**** TRECHO DO TEXTO ****
Para Guedes, o indulto é um gesto que não afeta o essencial.
— Em Cuba nada se transforma de verdade. Não há mudanças fundamentais e as que existem, por exemplo, no plano econômico, são demasiadamente lentas e dispersas. Resumindo: não há vontade real de mudança e sim medo por parte do regime — avalia.
Yoani: cadeados da grande prisão não foram abertos
De Havana, a blogueira Yoani Sánchez escreveu, em artigo publicado ontem no site do "El País", que a expectativa era grande em Cuba de que Raúl anunciaria a reforma migratória. "Mas, ao anunciar o indulto para presos com mais de 60 anos, doentes, mulheres e jovens sem antecedentes criminais mais graves, o general preferiu abrir os cadeados das prisões pequenas e ainda não parece disposto a abrir os cadeados burocráticos da grande prisão".
Sánchez reafirma, no artigo, a frustração dos cubanos com as transformações "paulatinas" que ocorrem em Cuba. No entanto, comemora que "famílias e amigos dos indultados tenham tido motivos para um Natal de maior felicidade".
****
■ AÇÕES NECESSÁRIAS ■
**A.** Responda com base no trecho sobre o indulto em Cuba:
(i) Segundo Guedes, em que plano existem mudanças, ainda que lentas e dispersas?
(ii) Em que site saiu o artigo de Yoani Sánchez?
(iii) De que cidade Yoani Sánchez escreveu?
**B.** Liste todos os grupos de presos que, segundo o trecho sobre o indulto em Cuba, recebem o indulto anunciado por Raúl.
**C.** Por favor, retome o trecho sobre o indulto em Cuba a partir do ponto em que ele termina.
Os registros provêm de outra fonte.
**** LISTA DE REGISTROS ****
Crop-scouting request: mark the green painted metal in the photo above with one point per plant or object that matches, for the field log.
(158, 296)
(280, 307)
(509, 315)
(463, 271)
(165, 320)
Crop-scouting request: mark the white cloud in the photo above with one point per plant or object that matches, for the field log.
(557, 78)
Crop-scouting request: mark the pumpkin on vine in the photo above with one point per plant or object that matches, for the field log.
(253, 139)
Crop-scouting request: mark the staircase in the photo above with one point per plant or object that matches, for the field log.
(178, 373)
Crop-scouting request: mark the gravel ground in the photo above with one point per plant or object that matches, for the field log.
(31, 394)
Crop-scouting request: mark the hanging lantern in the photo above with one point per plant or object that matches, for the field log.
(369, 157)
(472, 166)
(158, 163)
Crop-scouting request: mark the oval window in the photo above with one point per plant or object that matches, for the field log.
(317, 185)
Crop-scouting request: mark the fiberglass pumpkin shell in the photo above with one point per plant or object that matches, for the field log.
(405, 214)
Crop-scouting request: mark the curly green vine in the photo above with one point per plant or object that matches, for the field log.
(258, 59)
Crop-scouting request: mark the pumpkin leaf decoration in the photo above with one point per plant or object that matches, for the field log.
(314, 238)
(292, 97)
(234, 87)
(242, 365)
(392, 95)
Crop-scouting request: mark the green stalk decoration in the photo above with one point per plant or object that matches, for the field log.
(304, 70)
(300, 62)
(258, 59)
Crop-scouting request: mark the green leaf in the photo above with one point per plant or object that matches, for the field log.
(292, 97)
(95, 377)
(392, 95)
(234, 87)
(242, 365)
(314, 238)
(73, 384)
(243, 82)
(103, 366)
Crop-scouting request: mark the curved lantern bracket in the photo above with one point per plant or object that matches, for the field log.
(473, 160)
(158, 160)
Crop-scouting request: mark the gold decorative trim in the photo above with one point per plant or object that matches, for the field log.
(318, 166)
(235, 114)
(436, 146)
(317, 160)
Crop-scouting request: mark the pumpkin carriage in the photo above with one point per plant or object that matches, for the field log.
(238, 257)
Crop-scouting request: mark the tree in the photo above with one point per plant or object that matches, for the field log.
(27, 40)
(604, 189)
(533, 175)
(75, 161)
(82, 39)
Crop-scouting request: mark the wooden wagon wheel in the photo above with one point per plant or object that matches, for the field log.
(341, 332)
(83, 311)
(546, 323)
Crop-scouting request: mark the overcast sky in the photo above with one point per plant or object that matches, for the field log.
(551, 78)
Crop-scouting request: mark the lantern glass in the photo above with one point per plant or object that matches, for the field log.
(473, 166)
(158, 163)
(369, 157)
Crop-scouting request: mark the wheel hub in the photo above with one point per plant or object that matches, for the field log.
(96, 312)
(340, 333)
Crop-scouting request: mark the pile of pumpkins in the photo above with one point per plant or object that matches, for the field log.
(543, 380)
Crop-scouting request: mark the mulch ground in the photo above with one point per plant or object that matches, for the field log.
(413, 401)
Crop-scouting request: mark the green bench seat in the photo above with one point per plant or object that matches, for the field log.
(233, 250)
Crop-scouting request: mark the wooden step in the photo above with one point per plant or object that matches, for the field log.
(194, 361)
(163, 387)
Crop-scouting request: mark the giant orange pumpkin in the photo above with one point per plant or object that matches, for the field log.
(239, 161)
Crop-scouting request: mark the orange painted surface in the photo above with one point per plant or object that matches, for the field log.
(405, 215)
****
■ RESPOSTAS POR TAREFA ■
**A.**
(i) No plano econômico.
(ii) No site do "El País".
(iii) De Havana.

**B.**
Presos com mais de 60 anos
Doentes
Mulheres
Jovens sem antecedentes criminais mais graves

**C.**
Expectativa com a visita de Bento XVI em março
Em Havana, ontem, cristãos celebraram o Natal e falaram sobre a expectativa da iminente visita do Papa Bento XVI à ilha — 14 anos depois da visita de João Paulo II.
— A visita de João Paulo II fez muita coisa mudar aqui. Espero que, com esta, o diálogo se amplie ainda mais — disse Felipe Díaz, morador da capital, lembrando do encontro entre o Papa e Fidel Castro.
Em 2010, o cardeal Jaime Ortega foi fundamental nas negociações que libertaram dissidentes políticos presos, que viajaram à Espanha.